EXTRACT PROVIDED
BEGIN
Wondering how you can maintain better control during the exciting seasons? Keep reading for three important holiday classroom management tips for secondary teachers.
When you picture comfort and joy of the holiday season, does craziness come to mind? Lack of focus due to the excess amount of sugar consumption from all those Christmas cookies? Normally sweet students who’ve suddenly begun to remind you regularly of exactly how many days are left until break? Large stacks of late work or missing work accompanied by grumbling and mumbling? Surely, craziness does not remind you of peace on Earth.
Teachers can share their students’ excitement about the holidays – including the comfort and joy of the Christmas season – without losing control of the classroom. When the holidays roll around, I’ve learned there are three important keys to keeping students engaged, comfortable, and happy. By the way, these happy-making management tips also benefit teachers!
END
PROBLEM TO SOLVE
Finish out the article on holiday classroom management for secondary teachers, picking up after its last sentence. The lines that come next stand apart from the article on holiday classroom management.

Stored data
BEGIN
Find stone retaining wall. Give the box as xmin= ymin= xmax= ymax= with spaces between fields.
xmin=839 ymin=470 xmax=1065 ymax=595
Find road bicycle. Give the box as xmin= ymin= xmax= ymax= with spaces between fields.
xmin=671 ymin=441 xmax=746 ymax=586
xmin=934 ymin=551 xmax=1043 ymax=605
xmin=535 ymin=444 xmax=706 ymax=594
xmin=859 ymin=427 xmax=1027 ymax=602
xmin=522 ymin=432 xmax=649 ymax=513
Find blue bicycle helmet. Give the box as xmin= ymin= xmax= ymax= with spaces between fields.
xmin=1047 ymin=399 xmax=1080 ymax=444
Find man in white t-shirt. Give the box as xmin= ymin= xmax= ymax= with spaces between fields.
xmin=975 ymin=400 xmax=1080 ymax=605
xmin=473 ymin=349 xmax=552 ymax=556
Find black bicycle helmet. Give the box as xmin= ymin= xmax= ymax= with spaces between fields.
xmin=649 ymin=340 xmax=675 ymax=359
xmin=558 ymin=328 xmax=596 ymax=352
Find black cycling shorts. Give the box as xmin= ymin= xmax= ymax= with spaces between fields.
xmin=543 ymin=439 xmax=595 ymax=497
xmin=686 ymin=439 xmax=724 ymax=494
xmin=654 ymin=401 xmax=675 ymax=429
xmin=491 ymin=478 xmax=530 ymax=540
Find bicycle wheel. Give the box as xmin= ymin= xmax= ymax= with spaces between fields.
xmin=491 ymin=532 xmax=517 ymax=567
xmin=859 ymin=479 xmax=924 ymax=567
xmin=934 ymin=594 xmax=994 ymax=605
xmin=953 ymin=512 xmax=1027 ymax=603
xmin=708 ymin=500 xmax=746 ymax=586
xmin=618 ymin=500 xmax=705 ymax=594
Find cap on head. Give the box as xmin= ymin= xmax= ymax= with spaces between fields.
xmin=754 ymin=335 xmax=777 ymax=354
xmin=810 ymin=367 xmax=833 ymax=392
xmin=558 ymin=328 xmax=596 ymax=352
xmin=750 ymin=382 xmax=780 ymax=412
END
EXERCISE OUTPUT
1. BEGIN CLASS RIGHT AWAY
Don’t give students time to derail your lesson before you even begin. Be consistent with bell ringers even during the chaotic month of December. Due to the excitement of the holidays, what typically works for you might not be as effective (in topic or structure), so don’t be afraid to try a new approach.
Try using bell ringers that require students to find examples of figurative language in popular holiday songs. This activity also provides the opportunity to play music as students enter the room. When the song is over, students know they should be finished and ready to discuss.
This type of routine is enjoyable and refreshing. It also allows teachers to build rapport with students. What better way to bring joy than by playing holiday music?
Want to take the song analysis to the next level? Analyze music with this free activity for middle and high school students.
2. INDULGE STUDENTS’ INTERESTS
It’s important that we try to relate to students during the month of December. One simple way is through Christmas movies. Don’t get me wrong. I don’t play them all the time, but certain occasions warrant a good old fashioned film…or at least clips from them!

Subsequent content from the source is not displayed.